Goal of the exercise: Put the lines of the items below into a Markdown table with the columns Row and Line, leaving out any blank lines. Begin at the line that contains "drop a dot on every instance of the mountain" and stop after the last line of the items.
--------------------
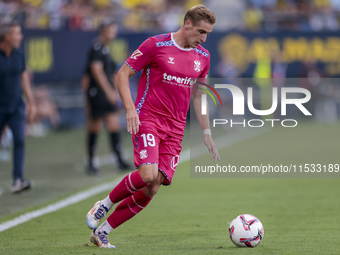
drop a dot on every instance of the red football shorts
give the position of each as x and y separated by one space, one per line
153 146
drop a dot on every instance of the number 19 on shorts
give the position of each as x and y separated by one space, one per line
148 140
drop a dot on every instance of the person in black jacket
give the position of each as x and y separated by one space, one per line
14 81
102 95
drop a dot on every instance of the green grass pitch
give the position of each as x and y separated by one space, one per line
300 216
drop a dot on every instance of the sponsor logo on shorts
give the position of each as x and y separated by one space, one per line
136 53
143 154
174 162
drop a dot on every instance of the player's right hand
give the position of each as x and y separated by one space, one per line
133 122
112 96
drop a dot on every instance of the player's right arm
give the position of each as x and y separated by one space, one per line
123 85
139 59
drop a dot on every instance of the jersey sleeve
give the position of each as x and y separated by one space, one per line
23 63
144 54
204 74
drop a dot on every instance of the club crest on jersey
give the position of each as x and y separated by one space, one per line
171 60
136 53
174 162
197 66
143 154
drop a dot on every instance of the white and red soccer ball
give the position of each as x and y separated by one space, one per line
246 231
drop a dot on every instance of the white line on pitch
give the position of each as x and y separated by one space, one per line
221 142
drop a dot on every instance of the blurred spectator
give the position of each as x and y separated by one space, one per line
253 17
46 108
147 15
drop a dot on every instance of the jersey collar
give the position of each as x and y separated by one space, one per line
179 47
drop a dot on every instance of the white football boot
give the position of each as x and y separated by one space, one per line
94 216
100 239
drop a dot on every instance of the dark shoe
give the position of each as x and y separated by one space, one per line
20 185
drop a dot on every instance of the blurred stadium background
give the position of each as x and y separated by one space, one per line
252 39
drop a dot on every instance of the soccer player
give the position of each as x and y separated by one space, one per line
13 81
171 63
102 95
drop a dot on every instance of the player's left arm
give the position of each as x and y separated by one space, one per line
203 120
31 109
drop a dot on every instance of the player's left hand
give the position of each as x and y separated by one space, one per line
208 141
31 112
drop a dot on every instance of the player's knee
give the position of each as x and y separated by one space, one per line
151 190
148 173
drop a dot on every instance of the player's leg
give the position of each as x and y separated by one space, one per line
128 208
94 126
113 127
130 185
146 160
17 123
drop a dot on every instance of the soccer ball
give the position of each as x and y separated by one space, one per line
246 231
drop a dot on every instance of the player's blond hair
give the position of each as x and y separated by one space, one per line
200 12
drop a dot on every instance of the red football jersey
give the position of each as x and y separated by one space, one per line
169 73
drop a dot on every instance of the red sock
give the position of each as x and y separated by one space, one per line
128 208
128 186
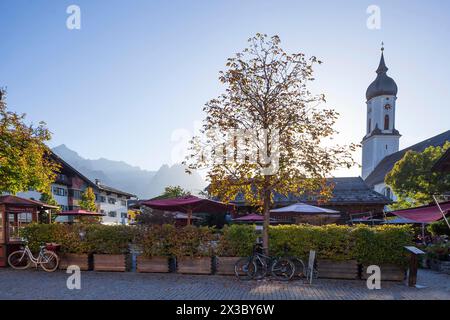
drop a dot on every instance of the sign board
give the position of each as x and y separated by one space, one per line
414 250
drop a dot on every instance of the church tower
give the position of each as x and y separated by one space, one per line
381 137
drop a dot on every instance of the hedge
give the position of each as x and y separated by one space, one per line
368 245
156 240
236 241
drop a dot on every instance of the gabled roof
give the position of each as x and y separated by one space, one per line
443 164
347 190
88 181
386 165
18 201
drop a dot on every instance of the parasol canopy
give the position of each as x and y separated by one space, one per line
303 208
189 205
423 214
80 212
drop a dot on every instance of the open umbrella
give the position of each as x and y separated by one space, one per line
302 211
189 205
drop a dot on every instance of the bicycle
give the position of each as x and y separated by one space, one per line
22 259
257 266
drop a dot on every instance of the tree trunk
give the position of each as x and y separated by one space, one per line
266 210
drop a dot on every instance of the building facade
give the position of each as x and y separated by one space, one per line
380 144
69 186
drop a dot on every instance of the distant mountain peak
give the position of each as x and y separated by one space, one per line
132 179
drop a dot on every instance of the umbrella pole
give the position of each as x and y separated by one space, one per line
189 216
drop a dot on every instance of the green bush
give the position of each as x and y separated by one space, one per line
104 239
156 240
192 241
237 241
382 244
439 228
368 245
68 236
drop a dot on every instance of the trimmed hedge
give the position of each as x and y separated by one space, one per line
368 245
156 240
236 241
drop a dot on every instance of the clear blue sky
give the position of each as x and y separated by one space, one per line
139 70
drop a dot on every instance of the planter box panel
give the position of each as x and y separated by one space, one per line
338 269
154 264
80 260
225 265
194 265
110 262
388 273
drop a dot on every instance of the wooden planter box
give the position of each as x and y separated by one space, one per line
389 272
153 264
80 260
440 266
225 265
110 262
331 269
199 265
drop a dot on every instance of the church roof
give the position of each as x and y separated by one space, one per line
382 85
386 165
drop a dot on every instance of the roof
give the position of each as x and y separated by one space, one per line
347 190
18 201
443 164
388 162
89 181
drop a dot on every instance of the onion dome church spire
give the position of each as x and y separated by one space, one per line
382 85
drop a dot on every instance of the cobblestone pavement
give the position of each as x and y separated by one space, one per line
37 284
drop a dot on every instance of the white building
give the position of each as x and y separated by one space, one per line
70 185
380 145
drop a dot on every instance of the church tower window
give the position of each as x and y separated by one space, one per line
386 122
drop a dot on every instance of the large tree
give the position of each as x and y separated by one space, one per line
25 162
267 133
412 180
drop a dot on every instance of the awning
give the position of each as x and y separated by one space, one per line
424 214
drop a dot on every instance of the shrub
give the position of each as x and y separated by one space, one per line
156 240
192 241
439 228
68 236
104 239
330 241
237 241
382 244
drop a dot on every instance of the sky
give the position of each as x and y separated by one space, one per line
131 83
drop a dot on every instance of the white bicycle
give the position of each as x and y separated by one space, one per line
23 259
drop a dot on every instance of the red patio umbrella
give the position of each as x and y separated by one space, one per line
424 214
80 212
188 205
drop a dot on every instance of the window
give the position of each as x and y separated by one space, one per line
112 214
386 122
16 221
57 191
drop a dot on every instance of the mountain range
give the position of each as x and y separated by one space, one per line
123 176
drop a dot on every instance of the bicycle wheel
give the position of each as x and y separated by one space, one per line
19 260
261 269
283 269
49 261
244 269
300 270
--------------------
Expected output:
| Row | Line |
|---|---|
| 1 | drop a dot on every instance of the mountain range |
| 2 | give the position of each as x and y separated by one space, one per line |
| 3 | 123 176 |
| 4 | drop a dot on every instance of the bicycle wheel |
| 5 | give the position of each as x and y separated by one space, one per line |
| 6 | 19 260 |
| 7 | 261 269 |
| 8 | 283 269 |
| 9 | 49 261 |
| 10 | 244 269 |
| 11 | 300 270 |